**Entries shown:**
*-*-*
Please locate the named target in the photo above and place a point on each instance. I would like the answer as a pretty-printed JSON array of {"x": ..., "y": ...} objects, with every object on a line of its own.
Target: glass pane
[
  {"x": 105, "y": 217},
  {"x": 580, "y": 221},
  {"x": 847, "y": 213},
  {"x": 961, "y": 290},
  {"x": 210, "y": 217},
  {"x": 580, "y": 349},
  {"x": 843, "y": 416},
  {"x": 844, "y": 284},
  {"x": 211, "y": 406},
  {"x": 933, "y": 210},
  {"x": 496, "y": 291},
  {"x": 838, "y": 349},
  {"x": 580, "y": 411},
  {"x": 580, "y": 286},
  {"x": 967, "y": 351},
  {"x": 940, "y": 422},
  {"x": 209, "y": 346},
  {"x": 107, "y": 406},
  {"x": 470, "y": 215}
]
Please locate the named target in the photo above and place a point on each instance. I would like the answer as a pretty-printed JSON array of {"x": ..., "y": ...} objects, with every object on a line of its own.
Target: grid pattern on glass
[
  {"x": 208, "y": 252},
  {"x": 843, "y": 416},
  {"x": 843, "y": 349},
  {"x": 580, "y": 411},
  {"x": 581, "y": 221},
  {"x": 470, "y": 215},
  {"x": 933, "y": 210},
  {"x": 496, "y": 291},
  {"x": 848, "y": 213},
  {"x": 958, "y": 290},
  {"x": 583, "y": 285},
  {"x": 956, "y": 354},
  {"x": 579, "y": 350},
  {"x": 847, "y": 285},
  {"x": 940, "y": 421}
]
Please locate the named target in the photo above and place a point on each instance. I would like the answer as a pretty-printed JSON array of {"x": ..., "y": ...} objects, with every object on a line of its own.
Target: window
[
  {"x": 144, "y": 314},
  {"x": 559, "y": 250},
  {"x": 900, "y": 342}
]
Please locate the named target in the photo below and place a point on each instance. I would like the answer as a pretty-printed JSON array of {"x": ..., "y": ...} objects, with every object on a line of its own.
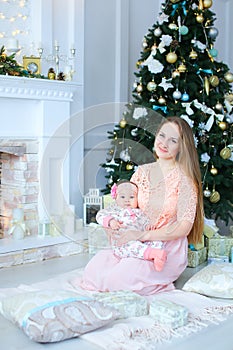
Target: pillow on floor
[
  {"x": 52, "y": 316},
  {"x": 214, "y": 280}
]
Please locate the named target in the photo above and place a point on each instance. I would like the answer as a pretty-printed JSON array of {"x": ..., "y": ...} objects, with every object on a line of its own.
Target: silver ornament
[
  {"x": 177, "y": 94},
  {"x": 157, "y": 32},
  {"x": 213, "y": 33}
]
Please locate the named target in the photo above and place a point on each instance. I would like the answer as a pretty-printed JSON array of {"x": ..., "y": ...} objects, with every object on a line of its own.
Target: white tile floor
[{"x": 11, "y": 338}]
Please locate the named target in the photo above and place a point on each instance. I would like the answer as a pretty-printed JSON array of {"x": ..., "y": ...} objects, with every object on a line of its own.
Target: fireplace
[{"x": 34, "y": 143}]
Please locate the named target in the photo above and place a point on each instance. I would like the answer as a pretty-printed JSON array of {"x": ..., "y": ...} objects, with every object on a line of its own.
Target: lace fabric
[{"x": 171, "y": 199}]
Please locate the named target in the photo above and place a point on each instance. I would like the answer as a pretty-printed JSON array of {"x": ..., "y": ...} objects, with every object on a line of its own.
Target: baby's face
[{"x": 127, "y": 196}]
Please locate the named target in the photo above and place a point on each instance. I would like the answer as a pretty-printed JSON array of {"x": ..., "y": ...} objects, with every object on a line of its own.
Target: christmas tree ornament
[
  {"x": 225, "y": 153},
  {"x": 162, "y": 100},
  {"x": 218, "y": 106},
  {"x": 176, "y": 94},
  {"x": 124, "y": 155},
  {"x": 207, "y": 3},
  {"x": 212, "y": 33},
  {"x": 214, "y": 81},
  {"x": 222, "y": 125},
  {"x": 185, "y": 97},
  {"x": 144, "y": 43},
  {"x": 134, "y": 132},
  {"x": 175, "y": 74},
  {"x": 123, "y": 123},
  {"x": 207, "y": 192},
  {"x": 228, "y": 76},
  {"x": 139, "y": 88},
  {"x": 171, "y": 57},
  {"x": 173, "y": 26},
  {"x": 183, "y": 30},
  {"x": 200, "y": 6},
  {"x": 215, "y": 197},
  {"x": 129, "y": 166},
  {"x": 151, "y": 86},
  {"x": 199, "y": 18},
  {"x": 213, "y": 170},
  {"x": 157, "y": 32},
  {"x": 213, "y": 52},
  {"x": 182, "y": 68},
  {"x": 193, "y": 54},
  {"x": 207, "y": 86}
]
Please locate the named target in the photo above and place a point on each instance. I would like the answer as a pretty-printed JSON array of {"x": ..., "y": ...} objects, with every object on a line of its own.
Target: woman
[{"x": 170, "y": 193}]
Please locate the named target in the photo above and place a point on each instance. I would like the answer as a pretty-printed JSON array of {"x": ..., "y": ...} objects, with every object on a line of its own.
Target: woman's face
[{"x": 167, "y": 141}]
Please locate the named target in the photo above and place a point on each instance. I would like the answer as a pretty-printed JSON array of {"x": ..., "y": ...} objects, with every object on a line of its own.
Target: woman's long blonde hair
[{"x": 189, "y": 162}]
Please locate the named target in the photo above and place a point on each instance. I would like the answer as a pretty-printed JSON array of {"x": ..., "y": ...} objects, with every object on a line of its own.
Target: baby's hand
[{"x": 114, "y": 224}]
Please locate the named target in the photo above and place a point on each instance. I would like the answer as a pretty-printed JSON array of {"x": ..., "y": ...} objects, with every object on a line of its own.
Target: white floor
[{"x": 11, "y": 338}]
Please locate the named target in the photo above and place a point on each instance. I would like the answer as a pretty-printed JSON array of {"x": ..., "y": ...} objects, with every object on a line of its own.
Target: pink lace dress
[{"x": 169, "y": 200}]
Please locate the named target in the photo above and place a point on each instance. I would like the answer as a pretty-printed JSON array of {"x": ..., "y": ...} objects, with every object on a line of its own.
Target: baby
[{"x": 125, "y": 214}]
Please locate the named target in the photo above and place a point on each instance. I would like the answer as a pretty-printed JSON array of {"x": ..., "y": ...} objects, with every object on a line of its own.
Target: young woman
[{"x": 170, "y": 194}]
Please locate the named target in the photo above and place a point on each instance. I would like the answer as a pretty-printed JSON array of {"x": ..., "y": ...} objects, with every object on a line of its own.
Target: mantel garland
[{"x": 9, "y": 66}]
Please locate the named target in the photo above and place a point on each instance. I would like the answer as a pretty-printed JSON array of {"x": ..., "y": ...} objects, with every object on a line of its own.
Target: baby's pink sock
[{"x": 158, "y": 255}]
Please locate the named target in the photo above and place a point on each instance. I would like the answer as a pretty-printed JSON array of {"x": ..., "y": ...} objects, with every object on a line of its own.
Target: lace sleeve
[{"x": 187, "y": 200}]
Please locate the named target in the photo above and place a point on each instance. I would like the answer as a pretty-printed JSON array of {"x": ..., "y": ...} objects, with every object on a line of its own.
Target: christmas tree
[{"x": 178, "y": 74}]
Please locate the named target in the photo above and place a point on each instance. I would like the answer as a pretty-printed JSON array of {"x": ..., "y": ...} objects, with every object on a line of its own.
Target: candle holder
[{"x": 57, "y": 58}]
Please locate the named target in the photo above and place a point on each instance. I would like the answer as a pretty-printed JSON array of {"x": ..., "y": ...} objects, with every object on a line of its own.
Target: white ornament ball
[{"x": 157, "y": 32}]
*-*-*
**Activity:** Once the pictures are removed, print all the remaining data exactly as it stands.

**Answer to this exercise:**
Please locate the named target in the photo above and place a point on each instance. I would like the answer as a pretty-printed JSON array of {"x": ..., "y": ...} objects, with every object on a line of its own.
Target: glass pane
[
  {"x": 105, "y": 217},
  {"x": 580, "y": 221},
  {"x": 847, "y": 213},
  {"x": 961, "y": 290},
  {"x": 210, "y": 217},
  {"x": 580, "y": 349},
  {"x": 843, "y": 416},
  {"x": 844, "y": 284},
  {"x": 211, "y": 406},
  {"x": 933, "y": 210},
  {"x": 496, "y": 291},
  {"x": 838, "y": 349},
  {"x": 580, "y": 411},
  {"x": 580, "y": 286},
  {"x": 967, "y": 351},
  {"x": 940, "y": 422},
  {"x": 209, "y": 346},
  {"x": 107, "y": 406},
  {"x": 470, "y": 215}
]
Please locate the named target in the photo above and place a point on each instance. I would like the answer as a pretty-printed JSON array of {"x": ..., "y": ...} objects, with every object on a line of its own.
Target: grid pattern on glass
[
  {"x": 208, "y": 252},
  {"x": 843, "y": 416},
  {"x": 843, "y": 349},
  {"x": 580, "y": 411},
  {"x": 581, "y": 221},
  {"x": 470, "y": 215},
  {"x": 933, "y": 210},
  {"x": 496, "y": 291},
  {"x": 848, "y": 213},
  {"x": 958, "y": 290},
  {"x": 583, "y": 285},
  {"x": 956, "y": 354},
  {"x": 579, "y": 350},
  {"x": 847, "y": 285},
  {"x": 940, "y": 421}
]
Please locate the named target in the photo above and place a point on each instance. I would like the answer as a pretty-printed JSON array of {"x": ..., "y": ...} objects, with every object on a line of its own.
Target: window
[
  {"x": 144, "y": 314},
  {"x": 559, "y": 250},
  {"x": 900, "y": 342}
]
Please locate the named target in the photo below and place a point on each instance. I would like the answer as a pretty-printed JSON array of {"x": ..., "y": ...} objects, with every object on a line of its own.
Target: pillow on floor
[
  {"x": 52, "y": 316},
  {"x": 214, "y": 280}
]
Please locate the named target in the photo above and place a point on each instance. I would like the answer as a pretty-printed JSON array of {"x": ..., "y": ...} objects, with every object on a line of its own.
Target: silver ornament
[
  {"x": 177, "y": 94},
  {"x": 157, "y": 32},
  {"x": 213, "y": 33}
]
Please locate the named target in the photo above and place a point on each instance. I would like the answer as a pretty-printed JSON array of {"x": ..., "y": ...} objects, with every object on a line of its own.
Target: white tile floor
[{"x": 11, "y": 338}]
Please locate the named target in the photo above and place a point on each instance. I would like the answer as a pretty-printed JSON array of {"x": ..., "y": ...} objects, with every object on a line of its own.
Target: fireplace
[{"x": 34, "y": 143}]
Please locate the named target in the photo above and place a point on each instance. I would like the answer as a pretty-printed JSON array of {"x": ..., "y": ...} objects, with every object on a line of its own.
Target: lace fabric
[{"x": 171, "y": 199}]
Please locate the named target in the photo above and place a point on each instance. I would like the answer as a pretty-printed JSON array of {"x": ..., "y": ...} objects, with every object on a line of its own.
Target: baby's face
[{"x": 127, "y": 196}]
Please locate the named target in the photo above and place a point on each instance. I would like the answer as a pretty-printed JSON array of {"x": ..., "y": ...} objects, with every object on a line of its own.
Target: christmas tree ornament
[
  {"x": 225, "y": 153},
  {"x": 162, "y": 100},
  {"x": 218, "y": 106},
  {"x": 176, "y": 94},
  {"x": 124, "y": 155},
  {"x": 207, "y": 3},
  {"x": 212, "y": 33},
  {"x": 214, "y": 81},
  {"x": 222, "y": 125},
  {"x": 185, "y": 97},
  {"x": 144, "y": 43},
  {"x": 134, "y": 132},
  {"x": 175, "y": 74},
  {"x": 123, "y": 123},
  {"x": 207, "y": 192},
  {"x": 228, "y": 76},
  {"x": 139, "y": 88},
  {"x": 171, "y": 57},
  {"x": 173, "y": 26},
  {"x": 183, "y": 30},
  {"x": 200, "y": 6},
  {"x": 215, "y": 197},
  {"x": 129, "y": 166},
  {"x": 151, "y": 86},
  {"x": 199, "y": 18},
  {"x": 213, "y": 170},
  {"x": 157, "y": 32},
  {"x": 213, "y": 52},
  {"x": 182, "y": 68},
  {"x": 193, "y": 54},
  {"x": 207, "y": 86}
]
Please locate the named target in the photo above and place a point on each instance. I would like the answer as a pretty-printed JSON array of {"x": ..., "y": ...} objects, with every object on a line of its own.
Target: woman
[{"x": 170, "y": 193}]
Please locate the named target in the photo above and place a point on each instance. I would like the answer as a pretty-printed JSON array of {"x": ..., "y": ...} objects, with every object on a line of its own.
Target: woman's face
[{"x": 167, "y": 141}]
Please locate the named target in the photo above and place a point on each instance. I would like the answer as a pretty-printed JSON array of {"x": ..., "y": ...} objects, with every object on a line of its own.
Target: woman's long blonde hair
[{"x": 189, "y": 162}]
Please locate the named target in the photo above and place a point on each instance. I would like the answer as a pretty-printed JSON array of {"x": ..., "y": ...} objects, with every object on a line of its own.
Target: baby's hand
[{"x": 114, "y": 224}]
Please locate the named target in the photo above and place a point on each instance. I would like the answer as a pretty-printed JSON array of {"x": ..., "y": ...} objects, with every object on a line of its own.
Target: white floor
[{"x": 11, "y": 338}]
Please locate the named target in the photo above and place a point on each instance. I would like the answer as a pretty-printed JSON array of {"x": ..., "y": ...} objects, with every object on a line of its own.
Target: pink lace dress
[{"x": 169, "y": 200}]
Please locate the named target in the photo above and place a point on each instance. I would like the answer as a pretty-printed JSON array of {"x": ..., "y": ...} objects, with every object on a line of its own.
Target: baby
[{"x": 125, "y": 214}]
Please locate the named target in the photo above and place a point on each instance. I would like the answer as a pretty-printed JSON array of {"x": ..., "y": ...} objects, with every object on a line of its own.
Target: young woman
[{"x": 170, "y": 194}]
Please locate the named target in the photo above and place a point on each instance. I would like the answer as a pretty-printed JSON array of {"x": ..., "y": ...} objects, with every object on a line of its own.
Target: mantel garland
[{"x": 9, "y": 66}]
Please locate the named target in the photo above and place a point on each instance. I would like the answer as a pretty-printed JSON array of {"x": ..., "y": ...} objects, with every object on a line of its own.
Target: baby's pink sock
[{"x": 158, "y": 255}]
Please locate the named target in the photo above and place a point on each instance. I would like the answer as a pretty-printed JSON array of {"x": ..., "y": ...} objects, with every object on a line of its own.
Target: lace sleeve
[{"x": 187, "y": 200}]
Please locate the named target in the photo above and place a point on each instance. I would like the answer as a pretty-printed JSON array of {"x": ..., "y": ...} objects, with every object on a line of its own.
Target: christmas tree
[{"x": 178, "y": 74}]
Please locate the named target in the photo above and place a point on each instance. I would like the answer as a pretty-printed JSON array of {"x": ..., "y": ...} objects, with every object on a line of its own.
Target: candle holder
[{"x": 57, "y": 58}]
Please locate the named target in the photo above and place a point on each instance. I would like the answer as a pretty-printed JSON array of {"x": ..., "y": ...} objects, with every object on a line of its own.
Target: white ornament ball
[{"x": 157, "y": 32}]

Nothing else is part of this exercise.